# equipment



## firestorm (Feb 1, 2003)

come on whos piranhas have disstroyed equipment before (including nets!!!)


----------



## MPower (Jan 29, 2003)

Besides nets, tail whipping heaters, Chewing up fake plants. Thats it.


----------



## luva40 (Jan 5, 2003)

My live plants get mowed every other day. Whats their secret. I can only get off my a** every other week and mow.

-Kevin-


----------



## Xenon (Nov 15, 2002)

Moved to equipment questions.


----------



## nitrofish (Jan 14, 2003)

3 air hoses bitten thru,a coulpe plastic plants chewed up and 1 heater smashed so far


----------



## Judazzz (Jan 13, 2003)

A couple of nets, one heater and a shizload of live plants...


----------



## Sir Nathan XXI (Jan 29, 2003)

nets, live plants, driftwood, suction cups on my heaters, scatched my glass


----------



## DiXoN (Jan 31, 2003)

i went through 2 heaters in 2 weeks until i got a heater guard i dont have live plants anymore as they just dont survive my fake plants do last longer but still end up looking shabby and now dont have a bubble curtain any more due to hose damage .i have 4 nets all with holes in but wont buy any untill i need a new one as i dont plan on taking my fish out in the near future


----------

◆ DATA EXTRACT
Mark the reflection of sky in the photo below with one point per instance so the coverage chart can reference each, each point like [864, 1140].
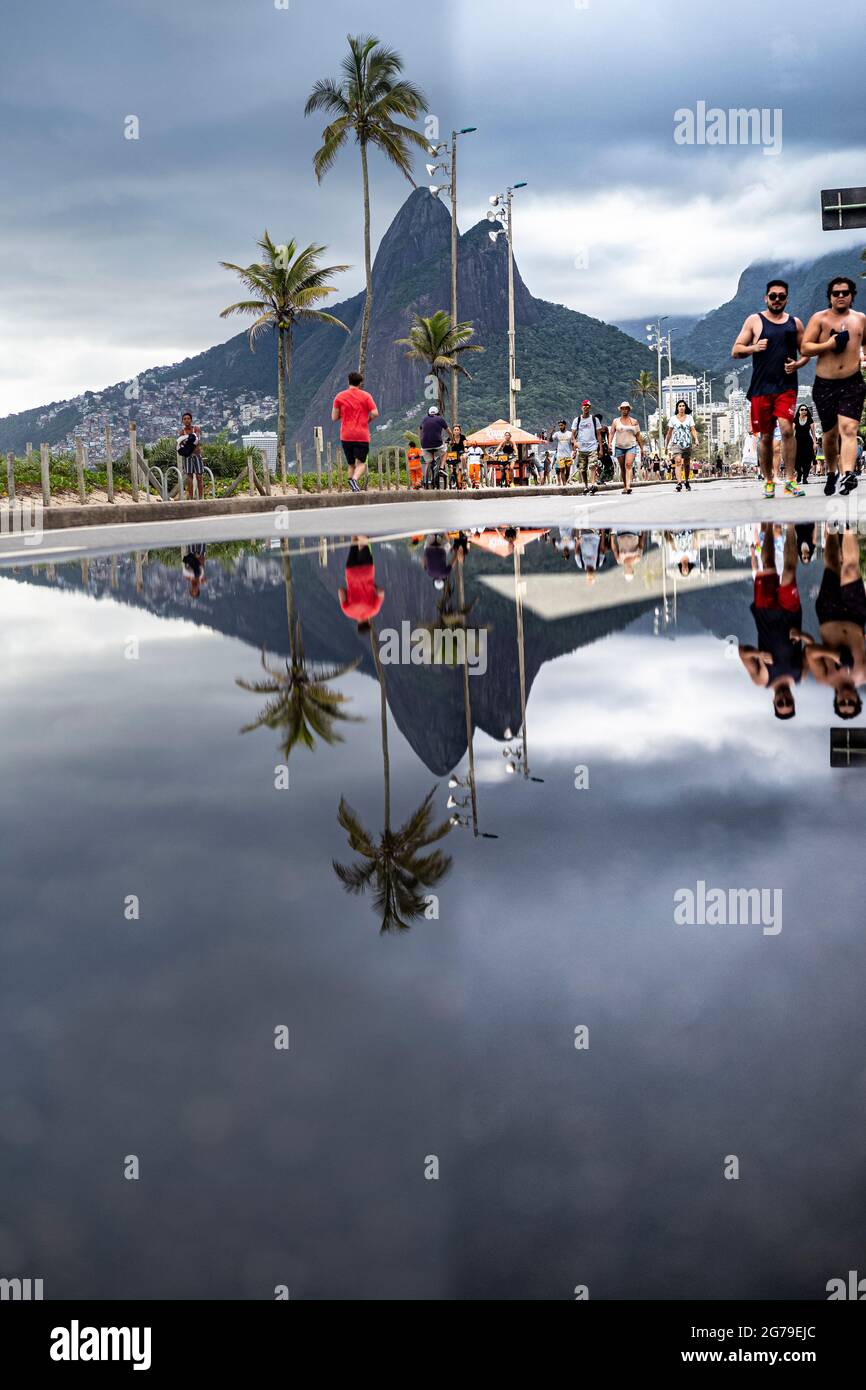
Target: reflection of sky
[556, 1166]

◆ REQUIRED WORK
1. Name every poster in the equipment thread, in the order their posts appear.
2. According to the equipment thread, how many air hoses did nitrofish say had been bitten through?
3. Repeat word for word the passage of the equipment thread from "come on whos" to "plants. Thats it.".

◆ ANSWERS PROVIDED
1. firestorm, MPower, luva40, Xenon, nitrofish, Judazzz, Sir Nathan XXI, DiXoN

2. Three air hoses.

3.
come on whos piranhas have disstroyed equipment before (including nets!!!)


----------



## MPower (Jan 29, 2003)

Besides nets, tail whipping heaters, Chewing up fake plants. Thats it.